Work required:
Your answer should consist solely of the lines from the one holding "leaf --coords pixels" through the final line of the entries, reproduced exactly and without pictures.
⁂
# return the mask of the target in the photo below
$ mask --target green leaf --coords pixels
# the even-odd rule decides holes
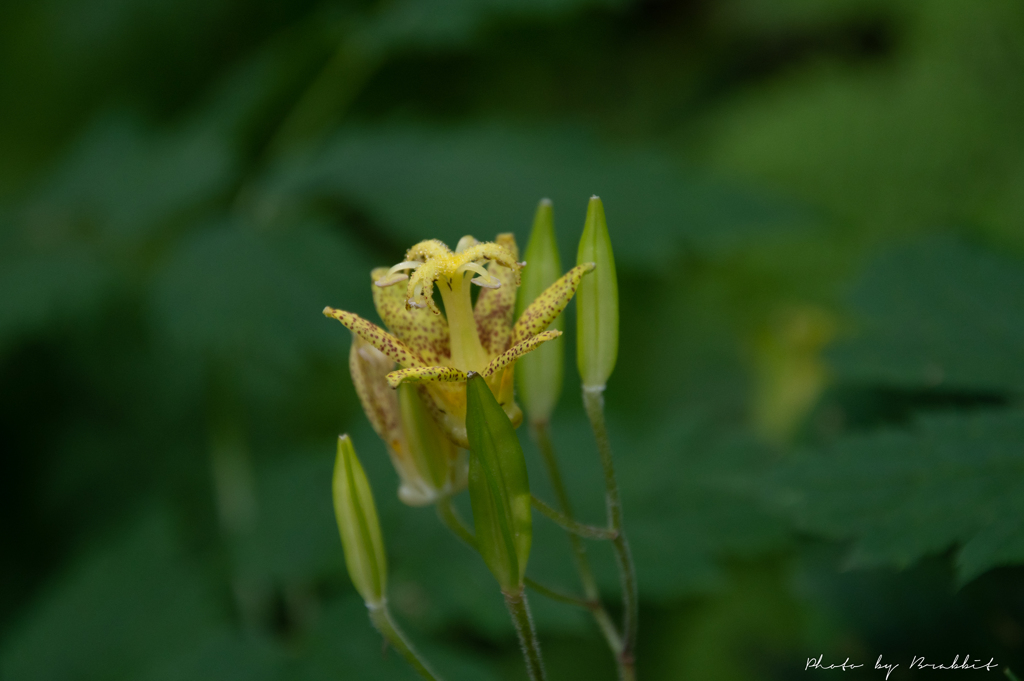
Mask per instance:
[[[0,648],[11,681],[134,679],[222,626],[202,575],[160,513],[54,581]]]
[[[616,256],[644,268],[671,265],[684,244],[728,251],[817,228],[802,209],[701,177],[663,152],[557,127],[350,130],[269,177],[262,192],[268,211],[341,199],[403,247],[425,234],[454,244],[466,234],[521,233],[539,197],[571,215],[598,194],[630,235]],[[562,248],[574,251],[575,233],[563,237]]]
[[[771,498],[804,530],[852,540],[851,566],[906,567],[960,545],[967,581],[1024,561],[1024,414],[920,418],[780,467]]]
[[[502,589],[522,585],[533,537],[526,460],[505,410],[478,374],[466,381],[469,498],[476,539]]]
[[[1024,263],[952,239],[886,253],[854,289],[845,381],[1024,390]]]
⁂
Task result:
$ mask --target green leaf --coords pixels
# the even-odd rule decides holes
Mask per instance:
[[[0,648],[11,681],[134,679],[222,626],[202,575],[160,513],[54,581]]]
[[[616,256],[644,268],[671,265],[684,244],[728,251],[817,228],[802,209],[701,177],[663,152],[557,127],[350,130],[269,177],[262,192],[268,211],[341,199],[403,247],[425,234],[454,244],[466,234],[521,233],[539,197],[571,215],[598,194],[630,235]],[[562,248],[574,251],[575,233],[563,237]]]
[[[771,498],[804,530],[852,540],[851,566],[906,567],[960,545],[967,581],[1024,561],[1024,414],[920,418],[780,467]]]
[[[502,589],[522,585],[533,537],[526,460],[505,410],[478,374],[466,381],[469,498],[476,539]]]
[[[1024,263],[952,239],[886,253],[854,289],[845,381],[1024,390]]]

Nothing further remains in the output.